--- BEGIN Quoted passage ---

Attorney General of Texas — Opinion
Jun 2, 1999
Opinion No. JC-0060 (Ops. Tex. Atty. Gen. Jun. 2, 1999)

Opinion

June 2, 1999


Office of the Attorney General — State of Texas John Cornyn The Honorable Jack Skeen, Jr. Smith County Criminal District Attorney Smith County Courthouse Tyler, Texas 75702

Re: Whether a committee appointed by a commissioners court to recommend the selection of an architect is subject to the Open Meetings Act (RQ-0063)

Dear Mr. Skeen:

You have requested our opinion as to whether a committee appointed by a commissioners court to recommend the selection of an architect is subject to the Open Meetings Act. Under the circumstances you describe, we conclude that it is. Section 2254.003 of the Government Code provides, in relevant part:

(a) A governmental entity may not select a provider of professional services or a group or association of providers or award a contract for the services on the basis of competitive bids submitted for the contract or for the services, but shall make the selection and award:

(1) on the basis of demonstrated competence and qualifications to perform the services; and

(2) for a fair and reasonable price.

Tex. Gov't Code Ann. § 2254.003 (Vernon 1999).

You indicate that, pursuant to section 2254.003, the Commissioners Court of Smith County appointed an "Evaluation Committee" composed of the county judge, one commissioner, the county auditor, the county purchasing agent, the county engineer, the county director of maintenance, and three members of a citizens' task force. The function of the Committee is to receive written information from interested architectural firms, "evaluate written documents, listen to presentations, research previous work history and then rank them as to the most qualified. The recommendation presented to the [commissioners] court . . . is not in any form binding [on] the court." Letter from Nancy F. Braswell, Smith County Auditor, to Honorable John Cornyn, Attorney General 2 (May 4, 1999) (on file with Opinion Committee) [hereinafter Braswell letter of 5/4/99]. After the court has "determined the `most qualified,' then the same committee would begin negotiations with that firm, and then the negotiated price [will] be considered by [the] commissioners court." Id. You ask whether the presence of the county judge and one commissioner on the Evaluation Committee violates any open meeting requirement.

--- END Quoted passage ---
--- BEGIN Dataset records ---

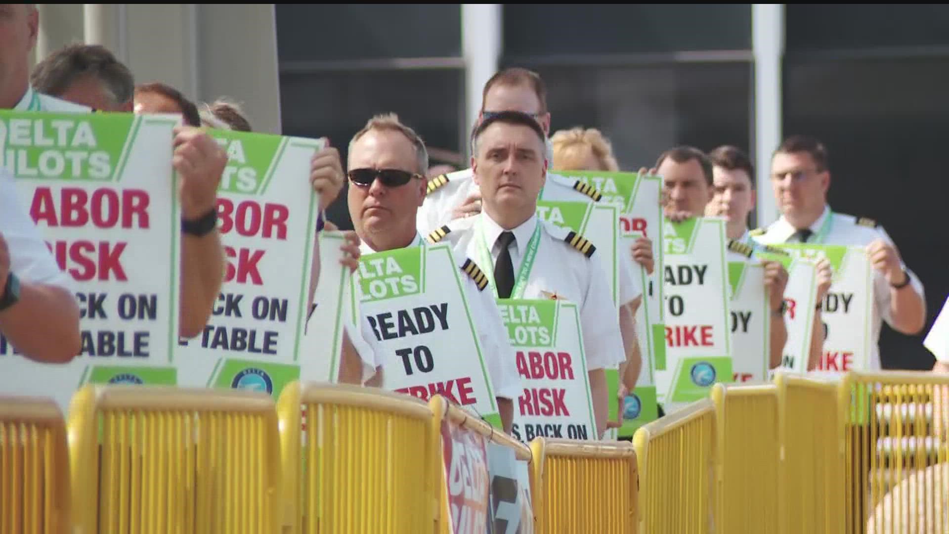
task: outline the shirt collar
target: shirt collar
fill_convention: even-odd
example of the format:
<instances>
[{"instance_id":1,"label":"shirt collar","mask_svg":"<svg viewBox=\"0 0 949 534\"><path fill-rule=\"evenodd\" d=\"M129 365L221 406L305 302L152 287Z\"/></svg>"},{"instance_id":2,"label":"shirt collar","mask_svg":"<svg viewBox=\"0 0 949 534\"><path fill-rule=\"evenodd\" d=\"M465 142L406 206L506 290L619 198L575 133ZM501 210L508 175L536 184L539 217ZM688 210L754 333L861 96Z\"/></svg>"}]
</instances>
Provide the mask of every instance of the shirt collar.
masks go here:
<instances>
[{"instance_id":1,"label":"shirt collar","mask_svg":"<svg viewBox=\"0 0 949 534\"><path fill-rule=\"evenodd\" d=\"M830 206L825 204L824 212L821 213L821 216L817 218L817 220L815 220L810 226L809 226L809 229L811 232L813 232L814 235L816 236L818 233L820 233L821 227L824 226L824 222L828 219L828 217L830 217ZM781 219L778 219L777 222L774 223L773 232L775 234L775 237L778 238L781 240L781 242L784 242L792 238L794 234L797 233L797 228L794 228L790 222L788 222L788 219L785 219L784 216L782 215Z\"/></svg>"},{"instance_id":2,"label":"shirt collar","mask_svg":"<svg viewBox=\"0 0 949 534\"><path fill-rule=\"evenodd\" d=\"M14 111L29 111L29 105L35 98L36 91L32 86L27 86L27 92L23 93L23 98L13 106Z\"/></svg>"},{"instance_id":3,"label":"shirt collar","mask_svg":"<svg viewBox=\"0 0 949 534\"><path fill-rule=\"evenodd\" d=\"M424 244L424 243L421 240L421 235L419 234L419 232L416 232L415 238L412 239L412 242L409 243L408 246L406 246L405 248L408 248L408 247L418 247L418 246L421 246L422 244ZM363 254L365 254L365 255L376 254L377 252L379 252L379 251L372 250L372 247L370 247L369 244L366 243L363 239L360 239L359 251L361 253L363 253Z\"/></svg>"},{"instance_id":4,"label":"shirt collar","mask_svg":"<svg viewBox=\"0 0 949 534\"><path fill-rule=\"evenodd\" d=\"M501 233L505 230L504 228L501 228L500 224L494 222L494 220L491 219L491 216L489 216L486 212L482 211L479 217L481 217L481 222L483 224L482 228L484 229L484 242L489 249L493 250L494 243L497 242L497 238L499 238ZM537 214L534 213L530 216L530 219L525 220L520 226L512 230L514 234L514 246L517 247L517 250L524 250L524 247L528 245L528 241L530 240L530 238L533 236L534 229L536 228Z\"/></svg>"}]
</instances>

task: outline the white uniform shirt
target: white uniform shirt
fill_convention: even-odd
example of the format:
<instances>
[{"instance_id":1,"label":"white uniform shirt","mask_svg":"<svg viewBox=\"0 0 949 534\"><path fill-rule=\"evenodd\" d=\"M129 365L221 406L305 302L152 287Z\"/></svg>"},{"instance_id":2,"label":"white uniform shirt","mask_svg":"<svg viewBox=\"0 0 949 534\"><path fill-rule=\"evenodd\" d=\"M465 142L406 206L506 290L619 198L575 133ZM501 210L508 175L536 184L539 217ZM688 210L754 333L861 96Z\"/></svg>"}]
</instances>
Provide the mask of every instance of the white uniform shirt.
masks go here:
<instances>
[{"instance_id":1,"label":"white uniform shirt","mask_svg":"<svg viewBox=\"0 0 949 534\"><path fill-rule=\"evenodd\" d=\"M475 238L478 224L484 225L485 242L490 243L492 261L496 262L501 252L497 238L504 230L483 212L449 224L451 231L444 239L452 243L456 254L480 257L478 247L481 245ZM616 369L626 358L605 273L599 261L586 257L564 240L568 230L541 222L536 215L512 230L514 242L509 250L514 276L520 272L527 245L537 224L541 225L540 241L522 297L547 299L556 295L558 298L576 303L580 309L587 371Z\"/></svg>"},{"instance_id":2,"label":"white uniform shirt","mask_svg":"<svg viewBox=\"0 0 949 534\"><path fill-rule=\"evenodd\" d=\"M419 215L416 224L419 232L429 235L437 228L440 228L452 221L452 210L460 205L472 193L478 191L478 186L474 183L471 169L453 172L446 175L448 181L438 189L432 191L425 197L425 201L419 208ZM541 192L541 200L554 202L592 202L593 199L573 188L576 181L570 180L554 173L547 174L547 182ZM619 224L619 221L617 221ZM586 236L594 245L597 242L597 236ZM642 284L640 279L633 275L633 256L632 252L623 247L622 241L617 242L621 248L619 251L619 282L620 282L620 302L628 304L642 295Z\"/></svg>"},{"instance_id":3,"label":"white uniform shirt","mask_svg":"<svg viewBox=\"0 0 949 534\"><path fill-rule=\"evenodd\" d=\"M825 206L821 217L810 225L813 232L808 243L825 245L856 245L866 246L878 238L882 238L887 243L893 244L893 239L886 234L883 227L870 227L857 223L858 219L852 215L833 213L830 206ZM779 243L798 243L800 240L795 235L797 230L791 225L784 218L774 221L768 226L764 234L755 236L754 239L763 244ZM901 262L903 269L909 274L910 288L903 288L901 291L915 291L925 297L922 283L916 275ZM885 277L879 271L873 270L873 344L870 353L870 370L880 369L880 330L883 321L885 320L892 326L893 318L890 315L890 286Z\"/></svg>"},{"instance_id":4,"label":"white uniform shirt","mask_svg":"<svg viewBox=\"0 0 949 534\"><path fill-rule=\"evenodd\" d=\"M416 234L415 239L408 246L416 247L424 244L425 241L422 240L421 236ZM360 245L360 251L363 255L375 254L376 252L365 241ZM456 254L455 261L461 265L464 258ZM520 377L517 374L517 353L514 352L508 339L508 329L501 319L501 313L497 309L494 296L490 290L479 290L477 284L470 277L463 276L462 278L464 279L462 283L466 292L465 298L468 301L468 309L477 329L481 353L484 355L485 365L488 366L488 374L491 376L491 383L494 389L494 396L516 399L522 392ZM376 337L371 330L366 333L363 327L363 335L369 335L372 341L376 342Z\"/></svg>"},{"instance_id":5,"label":"white uniform shirt","mask_svg":"<svg viewBox=\"0 0 949 534\"><path fill-rule=\"evenodd\" d=\"M13 106L13 109L16 111L63 111L68 113L88 113L92 111L91 107L38 93L32 86L27 87L26 94Z\"/></svg>"}]
</instances>

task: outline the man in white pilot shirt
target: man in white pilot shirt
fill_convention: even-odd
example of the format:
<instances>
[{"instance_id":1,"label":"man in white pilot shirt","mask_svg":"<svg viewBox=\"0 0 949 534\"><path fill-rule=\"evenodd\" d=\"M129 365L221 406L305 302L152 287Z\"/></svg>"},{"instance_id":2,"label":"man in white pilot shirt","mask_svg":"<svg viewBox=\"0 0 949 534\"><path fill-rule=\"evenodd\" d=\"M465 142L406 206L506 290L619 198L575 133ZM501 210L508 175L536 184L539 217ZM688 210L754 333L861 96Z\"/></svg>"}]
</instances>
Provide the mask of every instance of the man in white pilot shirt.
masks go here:
<instances>
[{"instance_id":1,"label":"man in white pilot shirt","mask_svg":"<svg viewBox=\"0 0 949 534\"><path fill-rule=\"evenodd\" d=\"M421 139L394 115L374 117L350 142L347 166L349 214L362 253L425 244L416 228L427 185L428 152ZM510 432L513 399L521 392L515 353L491 292L463 277L501 422Z\"/></svg>"},{"instance_id":2,"label":"man in white pilot shirt","mask_svg":"<svg viewBox=\"0 0 949 534\"><path fill-rule=\"evenodd\" d=\"M490 254L493 286L501 298L556 297L579 306L600 436L606 428L609 402L605 370L616 369L626 354L605 273L592 257L595 247L537 218L537 198L548 168L545 137L537 122L525 113L504 111L485 119L472 143L472 169L484 210L453 221L442 238L469 257ZM514 291L515 277L524 280L523 295Z\"/></svg>"}]
</instances>

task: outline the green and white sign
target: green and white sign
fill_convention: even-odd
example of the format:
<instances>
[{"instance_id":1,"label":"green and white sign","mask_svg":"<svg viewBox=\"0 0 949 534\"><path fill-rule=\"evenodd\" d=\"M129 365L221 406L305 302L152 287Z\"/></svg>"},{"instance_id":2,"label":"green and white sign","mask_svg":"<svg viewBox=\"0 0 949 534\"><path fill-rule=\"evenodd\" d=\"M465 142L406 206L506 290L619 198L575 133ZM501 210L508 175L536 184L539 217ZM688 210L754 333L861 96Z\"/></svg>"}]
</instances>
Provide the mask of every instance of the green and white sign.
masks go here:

--- END Dataset records ---

**Written tasks:**
1) Render everything in the listing from the line containing "task: outline the green and white sign" down to the end of the listing as a Markdown table with the columns Row and Line, numbering each line and leaving out blank lines.
2) Carry the attorney general opinion further, picking up right after its last sentence.
The attorney general opinion and the listing are separate, unrelated material.

**The answers:**
1)
| Row | Line |
|---|---|
| 1 | task: outline the green and white sign |
| 2 | target: green and white sign |
| 3 | fill_convention: even-odd |
| 4 | example of the format: |
| 5 | <instances> |
| 6 | [{"instance_id":1,"label":"green and white sign","mask_svg":"<svg viewBox=\"0 0 949 534\"><path fill-rule=\"evenodd\" d=\"M129 365L221 406L305 302L152 287Z\"/></svg>"},{"instance_id":2,"label":"green and white sign","mask_svg":"<svg viewBox=\"0 0 949 534\"><path fill-rule=\"evenodd\" d=\"M465 142L406 206L506 290L619 198L575 133ZM501 210L508 175L536 184L539 217ZM688 210L754 333L861 96Z\"/></svg>"}] |
| 7 | </instances> |
| 8 | Provide the mask of every instance of the green and white sign. |
| 9 | masks go here: |

2)
The Open Meetings Act, chapter 551 of the Government Code, defines "governmental body" to include, on the state level, "a board, commission, department, committee, or agency within the executive or legislative branch of state government that is directed by one or more elected or appointed members," Tex. Gov't Code Ann. § 551.001(3)(A) (Vernon 1994), and on the local level, "a county commissioners court in the state," id. § 551.001(3)(B), as well as "a deliberative body that has rulemaking or quasi-judicial power and that is classified as a department, agency, or political subdivision of a county or municipality," id. § 551.001(3)(D). The Act further defines "meeting" as "a deliberation between a quorum of a governmental body, or between a quorum of a governmental body and another person, during which public business or public policy over which the governmental body has supervision or control is discussed or considered or during which the governmental body takes formal action." Id. § 551.001(4). Because the Act defines a meeting to involve discussion, consideration, or final action on public business or public policy over which the governmental body has supervision or control, a governmental body must have the authority to supervise or control public business or policy in order to fall within the Act's scope. See Gulf Reg'l Educ. Television Affiliates v. University of Houston, 746 S.W.2d 803, 809 (Tex.App.-Houston [14th Dist.] 1988, writ denied). See also Tex. Att'y Gen. Op. No. JM-331 (1985) (citizens advisory panel to state agency with no power to supervise or control public business not subject to Open Meetings Act); Tex. Att'y Gen. LO-93-064 (public university's student fee advisory committee that made recommendations for consideration by board of regents not subject to Act).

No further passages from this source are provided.